[Begin Selected text]
[Editor’s Note] Our tale of a real life American adventure continues this week as we explore the proposed attractions of Disney’s America theme park. If you are catching this popular series in the middle, please visit Part One & Part Two before you continue on to today’s exciting continuation.

Part Three

Everything seemed to be going Disney’s way as they tried to create a theme park based on American history near Haymarket, Virginia. To help explain how this project would be different then anything that Disney had done before, a press release explained “In Disney’s America we will create a totally new concept using the different strengths of our entertainment company – our motion picture and television talent, our park Imagineers, our interactive media and publishing executives as well as our sports enterprise and education executives – to celebrate those unique American qualities that have been our country’s strengths and that have made this nation the beacon of hope to people everywhere.” Eisner added, “We bring seventy years of entertainment experience – many of them creating the world’s most original parks – to this project.”

The management team for the project would include Peter Rummell, President of Disney’s Design and Development Company. He would later go on to head Imagineering. When he left Disney in 1996, he became the Chairman and CEO of The St. Joe Company, which is a land development organization with more than 1.2 million acres in its portfolio. Rummell said that the new park would differentiate itself from all others in both subject matter and presentation. “Disney’s America will allow guests to celebrate the diversity of the nation, the plurality and conflicts that have defined the American character.”

The creative lead for the project was Bob Weis, senior Vice President of Walt Disney Imagineering. Bob made a name for himself as the creative lead for the successful Disney-MGM Studios. In 1994, he left Imagineering to start his own firm called Design Island. In 2007, he would return to Imagineering to lead the redesign of Disney California Adventure and the Disney project in Shanghai. Bob suggested that Disney’s America would be “an ideal complement to visiting Washington’s museums, monuments and national treasures.” “Beyond the rides and attractions for which Disney is famous,” said Weis, “the park will be a venue for people of all ages, especially the young, to debate and discuss the future of our nation and to learn more about its past by living it.”

A press release provided additional details such as “facilities to host and televise political debates, public forums and gatherings of writers, educators, journalists, students and historians to discuss issues of the past, present and future. The Disney-inspired American Teacher Awards also will be broadcast from the site.”

Michael Eisner said, “The most difficult job won’t be to tell important stories about our history, or to deliver an enjoyable experience for our guests, but to achieve both these goals without having either one dilute the other…We need to keep working to create a daylong experience for our guests that makes our guests laugh and cry, feel proud of their country’s strengths and angry about its shortcomings.”

In order to build support for the project, Disney released a promotional brochure early in 1994 that describe the preliminary plans for Disney’s America. The full color brochure was widely distributed to politicians, the press, and other policymakers.
[End Selected text]
[Begin Data rows]
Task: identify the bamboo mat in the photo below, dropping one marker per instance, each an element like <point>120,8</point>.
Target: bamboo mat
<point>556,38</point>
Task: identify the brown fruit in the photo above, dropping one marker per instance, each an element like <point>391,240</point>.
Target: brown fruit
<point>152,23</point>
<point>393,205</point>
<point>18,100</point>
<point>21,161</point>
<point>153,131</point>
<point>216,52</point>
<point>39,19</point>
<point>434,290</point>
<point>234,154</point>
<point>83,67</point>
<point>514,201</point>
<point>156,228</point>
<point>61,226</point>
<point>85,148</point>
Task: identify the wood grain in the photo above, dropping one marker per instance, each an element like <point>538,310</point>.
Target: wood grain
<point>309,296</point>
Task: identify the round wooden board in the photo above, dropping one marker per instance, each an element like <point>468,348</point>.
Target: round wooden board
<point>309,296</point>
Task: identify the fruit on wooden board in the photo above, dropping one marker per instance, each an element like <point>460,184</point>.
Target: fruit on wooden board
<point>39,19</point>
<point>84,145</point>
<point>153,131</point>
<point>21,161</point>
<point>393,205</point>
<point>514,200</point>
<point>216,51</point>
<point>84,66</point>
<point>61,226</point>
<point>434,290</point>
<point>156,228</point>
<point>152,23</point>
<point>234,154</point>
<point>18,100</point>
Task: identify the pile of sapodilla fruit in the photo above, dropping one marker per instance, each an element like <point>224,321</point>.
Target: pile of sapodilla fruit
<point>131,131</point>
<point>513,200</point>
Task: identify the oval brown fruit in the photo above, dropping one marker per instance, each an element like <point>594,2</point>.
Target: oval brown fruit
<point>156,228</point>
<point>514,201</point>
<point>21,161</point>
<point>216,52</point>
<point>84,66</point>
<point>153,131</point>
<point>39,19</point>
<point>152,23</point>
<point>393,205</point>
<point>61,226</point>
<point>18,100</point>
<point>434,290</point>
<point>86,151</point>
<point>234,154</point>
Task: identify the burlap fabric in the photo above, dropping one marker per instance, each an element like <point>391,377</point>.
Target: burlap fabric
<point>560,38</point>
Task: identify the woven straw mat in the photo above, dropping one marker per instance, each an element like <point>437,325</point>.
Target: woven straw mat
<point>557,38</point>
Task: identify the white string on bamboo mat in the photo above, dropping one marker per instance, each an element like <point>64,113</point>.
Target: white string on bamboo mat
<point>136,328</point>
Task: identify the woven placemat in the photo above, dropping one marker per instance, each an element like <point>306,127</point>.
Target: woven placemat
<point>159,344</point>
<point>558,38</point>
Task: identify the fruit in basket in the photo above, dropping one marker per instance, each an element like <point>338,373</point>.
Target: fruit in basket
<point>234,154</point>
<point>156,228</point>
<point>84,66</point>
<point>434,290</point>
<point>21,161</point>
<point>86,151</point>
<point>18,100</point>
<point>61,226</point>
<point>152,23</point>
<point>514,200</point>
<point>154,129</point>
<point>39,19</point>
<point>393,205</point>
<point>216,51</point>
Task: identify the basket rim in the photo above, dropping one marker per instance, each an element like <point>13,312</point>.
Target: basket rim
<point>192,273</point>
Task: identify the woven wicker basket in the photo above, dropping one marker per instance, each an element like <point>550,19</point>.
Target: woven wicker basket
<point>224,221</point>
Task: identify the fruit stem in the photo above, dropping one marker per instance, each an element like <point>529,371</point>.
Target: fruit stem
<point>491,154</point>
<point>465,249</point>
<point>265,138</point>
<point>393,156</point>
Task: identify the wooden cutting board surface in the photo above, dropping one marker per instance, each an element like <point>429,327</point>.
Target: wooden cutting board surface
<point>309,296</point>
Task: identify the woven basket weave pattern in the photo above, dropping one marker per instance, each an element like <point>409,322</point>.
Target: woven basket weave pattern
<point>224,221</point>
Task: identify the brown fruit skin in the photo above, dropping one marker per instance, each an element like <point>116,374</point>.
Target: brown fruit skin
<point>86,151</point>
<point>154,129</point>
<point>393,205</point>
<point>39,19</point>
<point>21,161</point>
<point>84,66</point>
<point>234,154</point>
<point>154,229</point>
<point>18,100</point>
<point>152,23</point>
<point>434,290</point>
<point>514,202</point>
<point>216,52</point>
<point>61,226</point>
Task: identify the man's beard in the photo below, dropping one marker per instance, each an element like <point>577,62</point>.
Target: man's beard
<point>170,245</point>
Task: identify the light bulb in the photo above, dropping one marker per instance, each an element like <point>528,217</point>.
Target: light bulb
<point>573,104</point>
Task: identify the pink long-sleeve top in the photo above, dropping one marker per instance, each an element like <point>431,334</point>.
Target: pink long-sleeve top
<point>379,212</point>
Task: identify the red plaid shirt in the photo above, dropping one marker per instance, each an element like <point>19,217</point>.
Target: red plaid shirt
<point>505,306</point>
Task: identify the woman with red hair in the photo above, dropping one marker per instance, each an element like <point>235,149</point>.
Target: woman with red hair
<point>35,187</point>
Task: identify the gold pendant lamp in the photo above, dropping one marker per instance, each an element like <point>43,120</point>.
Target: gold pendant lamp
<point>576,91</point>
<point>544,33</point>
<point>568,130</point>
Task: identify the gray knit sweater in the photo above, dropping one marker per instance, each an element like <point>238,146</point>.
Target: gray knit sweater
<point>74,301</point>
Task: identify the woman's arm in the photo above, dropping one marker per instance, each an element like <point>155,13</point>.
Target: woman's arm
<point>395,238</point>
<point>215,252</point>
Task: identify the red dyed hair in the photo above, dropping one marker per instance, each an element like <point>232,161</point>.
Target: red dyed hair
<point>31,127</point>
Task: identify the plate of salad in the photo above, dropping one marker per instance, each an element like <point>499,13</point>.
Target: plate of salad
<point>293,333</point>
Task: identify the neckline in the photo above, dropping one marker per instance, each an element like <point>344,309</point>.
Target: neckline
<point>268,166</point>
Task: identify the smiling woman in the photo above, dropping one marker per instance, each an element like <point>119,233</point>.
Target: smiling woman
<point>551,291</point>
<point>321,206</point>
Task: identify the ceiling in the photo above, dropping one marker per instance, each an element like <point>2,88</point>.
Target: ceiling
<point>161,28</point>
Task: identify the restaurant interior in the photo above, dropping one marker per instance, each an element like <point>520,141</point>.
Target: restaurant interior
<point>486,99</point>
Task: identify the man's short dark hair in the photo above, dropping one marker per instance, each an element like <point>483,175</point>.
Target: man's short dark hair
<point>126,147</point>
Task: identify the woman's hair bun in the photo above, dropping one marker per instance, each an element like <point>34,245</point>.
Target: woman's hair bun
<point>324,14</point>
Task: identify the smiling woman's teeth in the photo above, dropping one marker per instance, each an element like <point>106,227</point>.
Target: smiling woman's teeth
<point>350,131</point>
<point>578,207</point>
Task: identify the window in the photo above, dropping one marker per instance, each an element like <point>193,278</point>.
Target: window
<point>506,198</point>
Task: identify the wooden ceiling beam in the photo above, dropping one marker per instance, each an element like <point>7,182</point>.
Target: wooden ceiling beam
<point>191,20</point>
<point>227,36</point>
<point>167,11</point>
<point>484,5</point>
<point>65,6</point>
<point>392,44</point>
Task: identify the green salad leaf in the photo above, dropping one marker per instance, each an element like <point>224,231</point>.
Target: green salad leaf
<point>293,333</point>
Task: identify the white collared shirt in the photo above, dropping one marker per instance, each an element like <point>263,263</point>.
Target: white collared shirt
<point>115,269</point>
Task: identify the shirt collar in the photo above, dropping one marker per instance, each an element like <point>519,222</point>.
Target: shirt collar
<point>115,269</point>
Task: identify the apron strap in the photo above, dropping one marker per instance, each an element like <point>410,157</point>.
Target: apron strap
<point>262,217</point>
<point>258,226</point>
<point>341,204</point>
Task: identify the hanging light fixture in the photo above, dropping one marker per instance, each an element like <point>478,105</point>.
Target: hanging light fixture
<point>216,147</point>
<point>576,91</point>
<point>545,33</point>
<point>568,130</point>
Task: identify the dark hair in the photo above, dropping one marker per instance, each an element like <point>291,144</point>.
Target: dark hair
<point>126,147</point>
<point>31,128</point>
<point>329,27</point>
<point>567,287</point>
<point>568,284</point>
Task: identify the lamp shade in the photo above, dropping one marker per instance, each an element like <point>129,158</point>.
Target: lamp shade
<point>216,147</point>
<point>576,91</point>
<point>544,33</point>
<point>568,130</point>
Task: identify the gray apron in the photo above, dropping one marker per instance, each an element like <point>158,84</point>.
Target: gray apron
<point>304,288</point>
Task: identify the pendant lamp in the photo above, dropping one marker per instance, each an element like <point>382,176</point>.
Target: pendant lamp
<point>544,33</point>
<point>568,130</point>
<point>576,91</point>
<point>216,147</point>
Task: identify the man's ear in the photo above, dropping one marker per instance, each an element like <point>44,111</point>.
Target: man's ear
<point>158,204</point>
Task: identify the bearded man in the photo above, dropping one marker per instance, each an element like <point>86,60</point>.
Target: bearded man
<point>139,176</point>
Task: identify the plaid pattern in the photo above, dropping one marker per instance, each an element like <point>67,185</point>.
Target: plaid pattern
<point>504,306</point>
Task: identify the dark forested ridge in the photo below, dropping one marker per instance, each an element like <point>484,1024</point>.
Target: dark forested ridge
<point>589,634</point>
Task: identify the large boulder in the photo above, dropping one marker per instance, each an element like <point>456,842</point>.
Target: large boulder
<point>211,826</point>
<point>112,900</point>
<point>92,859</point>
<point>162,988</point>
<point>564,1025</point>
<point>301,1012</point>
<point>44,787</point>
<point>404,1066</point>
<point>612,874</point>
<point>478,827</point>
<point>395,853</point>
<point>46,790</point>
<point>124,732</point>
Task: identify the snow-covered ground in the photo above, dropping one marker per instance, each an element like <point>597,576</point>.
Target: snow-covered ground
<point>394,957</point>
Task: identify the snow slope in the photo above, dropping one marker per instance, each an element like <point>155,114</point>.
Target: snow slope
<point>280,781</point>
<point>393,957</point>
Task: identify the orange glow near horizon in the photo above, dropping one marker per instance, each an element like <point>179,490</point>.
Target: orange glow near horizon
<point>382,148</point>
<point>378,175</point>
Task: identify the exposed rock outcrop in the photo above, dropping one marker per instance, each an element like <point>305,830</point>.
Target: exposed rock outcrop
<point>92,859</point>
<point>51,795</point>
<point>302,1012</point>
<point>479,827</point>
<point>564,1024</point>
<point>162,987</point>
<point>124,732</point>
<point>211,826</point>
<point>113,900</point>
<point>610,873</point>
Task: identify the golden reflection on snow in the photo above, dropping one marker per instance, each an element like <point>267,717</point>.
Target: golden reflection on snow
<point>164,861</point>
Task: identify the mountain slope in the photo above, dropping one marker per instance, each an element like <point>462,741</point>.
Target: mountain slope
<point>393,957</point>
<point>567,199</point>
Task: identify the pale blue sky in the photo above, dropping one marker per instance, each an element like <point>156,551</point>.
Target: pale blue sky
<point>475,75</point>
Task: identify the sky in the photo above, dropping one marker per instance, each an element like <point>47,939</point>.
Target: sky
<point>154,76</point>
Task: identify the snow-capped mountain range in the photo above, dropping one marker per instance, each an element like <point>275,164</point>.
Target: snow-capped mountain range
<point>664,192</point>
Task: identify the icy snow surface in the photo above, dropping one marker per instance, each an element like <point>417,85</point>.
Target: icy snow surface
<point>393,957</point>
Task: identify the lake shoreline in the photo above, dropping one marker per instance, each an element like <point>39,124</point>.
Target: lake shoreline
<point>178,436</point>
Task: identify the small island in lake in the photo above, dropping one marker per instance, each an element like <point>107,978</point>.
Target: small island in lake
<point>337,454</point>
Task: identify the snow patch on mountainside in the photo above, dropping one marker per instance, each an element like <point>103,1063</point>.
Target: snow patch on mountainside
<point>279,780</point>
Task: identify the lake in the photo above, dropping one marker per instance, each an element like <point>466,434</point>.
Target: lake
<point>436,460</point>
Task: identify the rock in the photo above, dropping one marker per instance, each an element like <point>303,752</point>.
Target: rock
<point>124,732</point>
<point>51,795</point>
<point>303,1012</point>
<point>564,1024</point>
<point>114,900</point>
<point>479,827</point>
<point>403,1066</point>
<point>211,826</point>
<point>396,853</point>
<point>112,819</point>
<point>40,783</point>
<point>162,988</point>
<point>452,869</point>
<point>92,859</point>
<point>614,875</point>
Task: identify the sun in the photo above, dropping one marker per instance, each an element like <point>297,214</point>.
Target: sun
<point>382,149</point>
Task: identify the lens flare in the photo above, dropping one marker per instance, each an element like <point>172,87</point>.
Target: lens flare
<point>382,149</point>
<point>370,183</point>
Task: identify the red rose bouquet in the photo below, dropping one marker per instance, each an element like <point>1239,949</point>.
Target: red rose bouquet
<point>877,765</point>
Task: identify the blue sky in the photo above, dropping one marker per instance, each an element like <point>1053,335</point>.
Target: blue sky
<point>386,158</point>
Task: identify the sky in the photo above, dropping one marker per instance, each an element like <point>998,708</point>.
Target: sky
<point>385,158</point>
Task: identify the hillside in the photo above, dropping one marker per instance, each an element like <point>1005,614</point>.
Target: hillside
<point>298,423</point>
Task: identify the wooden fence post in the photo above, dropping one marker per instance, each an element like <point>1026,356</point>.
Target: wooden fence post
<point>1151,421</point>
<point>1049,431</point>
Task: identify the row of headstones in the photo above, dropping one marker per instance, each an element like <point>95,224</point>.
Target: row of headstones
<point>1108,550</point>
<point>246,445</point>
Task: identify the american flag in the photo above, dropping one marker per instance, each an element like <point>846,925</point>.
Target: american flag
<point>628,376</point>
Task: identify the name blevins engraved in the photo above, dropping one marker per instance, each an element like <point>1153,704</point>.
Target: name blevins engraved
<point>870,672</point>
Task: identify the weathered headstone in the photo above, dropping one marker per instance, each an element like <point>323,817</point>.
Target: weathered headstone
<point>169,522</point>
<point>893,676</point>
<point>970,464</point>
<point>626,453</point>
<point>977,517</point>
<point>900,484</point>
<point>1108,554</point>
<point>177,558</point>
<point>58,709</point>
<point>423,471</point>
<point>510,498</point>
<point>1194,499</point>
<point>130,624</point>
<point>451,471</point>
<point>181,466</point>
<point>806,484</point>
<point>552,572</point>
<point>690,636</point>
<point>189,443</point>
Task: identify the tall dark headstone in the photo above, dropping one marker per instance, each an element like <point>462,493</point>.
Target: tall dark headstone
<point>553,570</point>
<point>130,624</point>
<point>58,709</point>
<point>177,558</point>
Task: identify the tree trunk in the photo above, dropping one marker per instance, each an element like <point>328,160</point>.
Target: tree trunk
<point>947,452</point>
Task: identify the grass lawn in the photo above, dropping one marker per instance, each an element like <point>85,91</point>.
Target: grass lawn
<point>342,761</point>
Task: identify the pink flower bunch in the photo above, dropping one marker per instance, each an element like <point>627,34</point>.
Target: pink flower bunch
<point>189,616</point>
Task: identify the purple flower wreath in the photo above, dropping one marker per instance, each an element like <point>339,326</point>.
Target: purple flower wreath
[End Data rows]
Work to complete –
A) In the Disney's America article, list the kinds of people the press release says would gather at the park to discuss issues of the past, present and future.
B) Answer from the Disney's America article:
(i) In what year did Peter Rummell leave Disney?
(ii) What firm did Bob Weis start after leaving Imagineering in 1994?
(iii) To whom was the promotional brochure distributed?
C) Go on with the Disney's America article, starting after its final sentence.

Outputs for the tasks –
A) Writers, educators, journalists, students, historians

B)
(i) 1996
(ii) Design Island
(iii) Politicians, the press, and other policymakers

C)
A marketing brochure stated that, “Every day, a diverse and unlikely society, made up of every culture and race on earth, is working together to build a great nation. We have a single vision – a new order based on the promise of democracy. Our resources for building this nation are a rich mixture of land, family, and beliefs – which we apply with our own brand of spirit, humor, and innovation. As the nation has grown and changed, we are constantly reminded of how impossibly far we’ve come – and how far we still have to go.” It promises that, “Disney’s America celebrates these qualities which have always been the source of our strength and the beacon of hope to people everywhere.”

The park would contain nine “Territories” instead of lands. Each Territory would represent a different aspect of the American experience and would be limited in theme to a particular period. Eisner’s direction was that each area was responsible to entertain, educate, and leave an emotional impression on the guest. Imagineering’s design philosophy focuses on story and the architecture and major attractions support that story.

The nine Territories would be arranged around a large body of water called Freedom Bay, which would work like the lagoon at Epcot’s World Showcase and provide beautiful vistas plus allow guests to find spots for the major nighttime closing show. By the time you circled the bay you would have experienced the entire American Adventure starting in 1600 and ending at 1945.

You enter the park at Crossroads USA. From there, a counter-clockwise journey would take you back to colonial American and President’s Square (1750–1800) before entering Native America (1600-1810). Cross a bridge and skirt the parade ground and you enter the Civil War Fort (1850-1870). Just behind the fort is the Family Farm (1930-1945) with the State Fair (1930-1945) nearby. Behind the Fair is Victory Field (1930-1945), which is powered by the city of Enterprise (1870-1930). We end our trip exploring the immigrant experience at We The People (1870-1930).

Crossroads USA was described in promotional materials as “A spirited portrait of mid-19th century commerce, Crossroads USA is the hub of Disney’s America, launching guests on an unforgettable journey through the vivid tapestry of American history.” The architectural language has been described a village set during the Civil War.

One of Michael Eisner’s pet ideas at the time was the integration of a hotel into a theme park. The WESTCOT project proposed for the parking lot at Disneyland in the early 1990s looked at this concept. At Disney’s America you would find “lodging amid the hustle and bustle of a themed 19th-century inn.” The hotel would be themed like a Civil War era lodge with “additional suites spread throughout town.” If this ideas seems unusual at first, remember that Colonial Williamsburg successfully offers 26 period accommodations scattered throughout the village.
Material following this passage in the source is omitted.